About this exercise: Type the data below again exactly. Omit all pictures.

++++++++

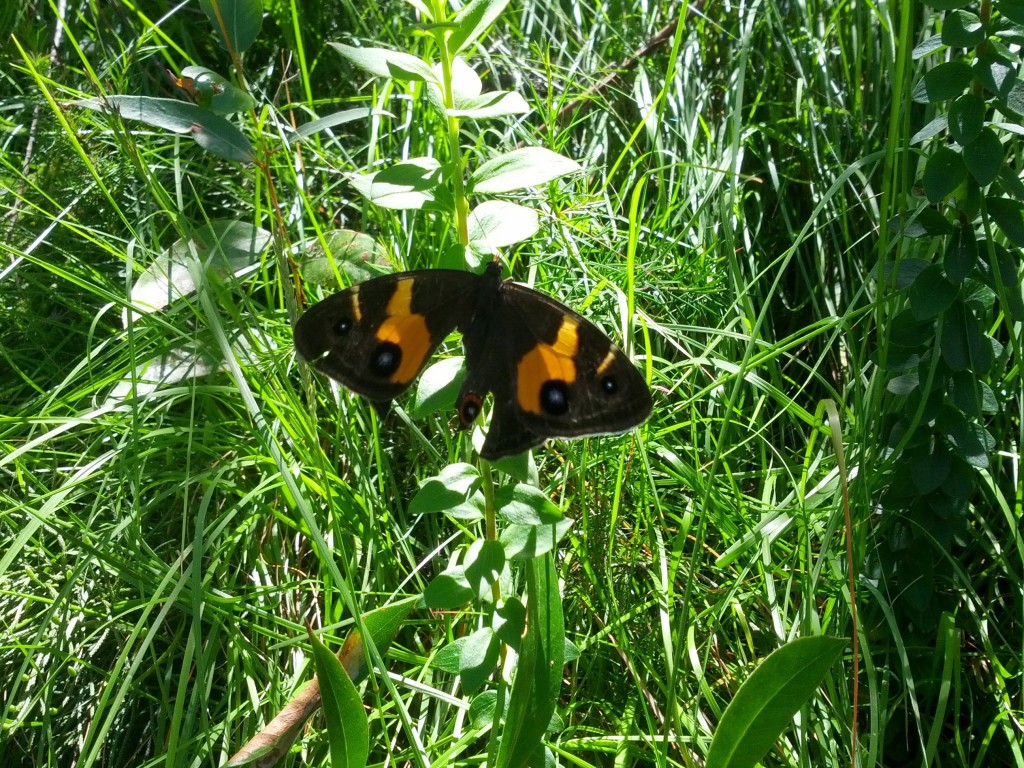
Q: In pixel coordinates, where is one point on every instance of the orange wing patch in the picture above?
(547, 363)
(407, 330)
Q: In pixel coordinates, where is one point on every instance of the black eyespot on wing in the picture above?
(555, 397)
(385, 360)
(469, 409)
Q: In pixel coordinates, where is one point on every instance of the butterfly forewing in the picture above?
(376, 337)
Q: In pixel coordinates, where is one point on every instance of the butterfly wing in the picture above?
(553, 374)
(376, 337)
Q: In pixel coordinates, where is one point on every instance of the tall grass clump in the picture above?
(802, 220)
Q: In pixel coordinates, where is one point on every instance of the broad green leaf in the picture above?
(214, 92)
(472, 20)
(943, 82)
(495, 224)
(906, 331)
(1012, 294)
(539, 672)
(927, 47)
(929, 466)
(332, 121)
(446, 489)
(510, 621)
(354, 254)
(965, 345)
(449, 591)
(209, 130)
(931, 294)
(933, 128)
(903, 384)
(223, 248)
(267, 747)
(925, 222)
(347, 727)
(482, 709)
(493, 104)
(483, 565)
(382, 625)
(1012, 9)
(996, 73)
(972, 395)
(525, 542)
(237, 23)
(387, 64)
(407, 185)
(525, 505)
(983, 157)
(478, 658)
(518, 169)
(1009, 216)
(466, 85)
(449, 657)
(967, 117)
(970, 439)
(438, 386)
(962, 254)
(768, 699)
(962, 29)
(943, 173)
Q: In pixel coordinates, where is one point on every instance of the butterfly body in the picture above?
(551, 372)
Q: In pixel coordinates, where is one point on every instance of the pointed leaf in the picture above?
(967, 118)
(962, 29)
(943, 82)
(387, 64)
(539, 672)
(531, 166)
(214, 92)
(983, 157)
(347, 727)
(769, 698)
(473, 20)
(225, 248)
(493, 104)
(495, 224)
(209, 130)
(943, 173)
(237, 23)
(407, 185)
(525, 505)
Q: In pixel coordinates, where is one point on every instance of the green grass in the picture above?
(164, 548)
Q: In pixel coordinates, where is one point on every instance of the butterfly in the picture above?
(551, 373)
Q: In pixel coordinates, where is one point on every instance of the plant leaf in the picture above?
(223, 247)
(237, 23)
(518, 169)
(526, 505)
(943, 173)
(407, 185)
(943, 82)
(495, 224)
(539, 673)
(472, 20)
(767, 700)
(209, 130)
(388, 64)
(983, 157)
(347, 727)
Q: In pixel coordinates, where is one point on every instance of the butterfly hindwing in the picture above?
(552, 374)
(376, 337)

++++++++

Solution to this exercise:
Q: In pixel coordinates, where is one point on every instance of the orange wing patch in the picture above?
(547, 363)
(407, 330)
Q: In pixel coordinates, where is one point on every instance of the black eyespot on wing in the picture above?
(555, 397)
(385, 360)
(469, 409)
Q: In pixel coordinates, where is one point on every instance of the butterfly forewing in the picture above?
(376, 337)
Q: In pixel coordinates, where is one point on every instance of the butterfly wing in the picture above?
(553, 374)
(376, 337)
Q: In pixel coordinates, where is one point on every instance of the tall grass clump in the picture above?
(802, 220)
Q: In pixel coordinates, where is one point on every instance of the broad green leaf in the picture above?
(214, 92)
(472, 20)
(943, 82)
(495, 224)
(906, 331)
(1012, 294)
(539, 672)
(927, 47)
(929, 466)
(332, 121)
(446, 489)
(510, 621)
(354, 254)
(965, 345)
(449, 591)
(209, 130)
(931, 294)
(933, 128)
(903, 384)
(223, 248)
(267, 747)
(925, 222)
(347, 727)
(482, 709)
(493, 104)
(483, 565)
(382, 625)
(1012, 9)
(996, 73)
(972, 395)
(525, 542)
(237, 23)
(387, 64)
(407, 185)
(525, 505)
(983, 157)
(478, 658)
(518, 169)
(1009, 216)
(466, 85)
(449, 657)
(967, 117)
(970, 439)
(438, 386)
(962, 254)
(768, 699)
(962, 29)
(943, 173)
Q: In pixel coordinates, where is one point on every instance of the butterfly body in the picture above?
(551, 372)
Q: In pixel coordinates, where is one point on every instance of the pointed leaf in the picture above?
(967, 118)
(962, 29)
(943, 82)
(387, 64)
(539, 672)
(531, 166)
(214, 92)
(983, 157)
(347, 727)
(769, 698)
(473, 20)
(225, 248)
(493, 104)
(495, 224)
(209, 130)
(943, 173)
(237, 23)
(407, 185)
(525, 505)
Q: In pixel coordinates, where is one point on every instance of the green grass in the picture above?
(164, 548)
Q: In pixel coordinates, where is one point on every instance of the butterfly in the picture above?
(551, 373)
Q: In pixel coordinates, where is one point on every instance of the plant leaf in the picture above?
(223, 247)
(237, 23)
(518, 169)
(526, 505)
(943, 173)
(407, 185)
(943, 82)
(495, 224)
(539, 673)
(472, 20)
(767, 700)
(209, 130)
(388, 64)
(983, 157)
(347, 727)
Q: In pixel coordinates, where is one point on every instance of the butterfly hindwing in the picture above?
(552, 374)
(376, 337)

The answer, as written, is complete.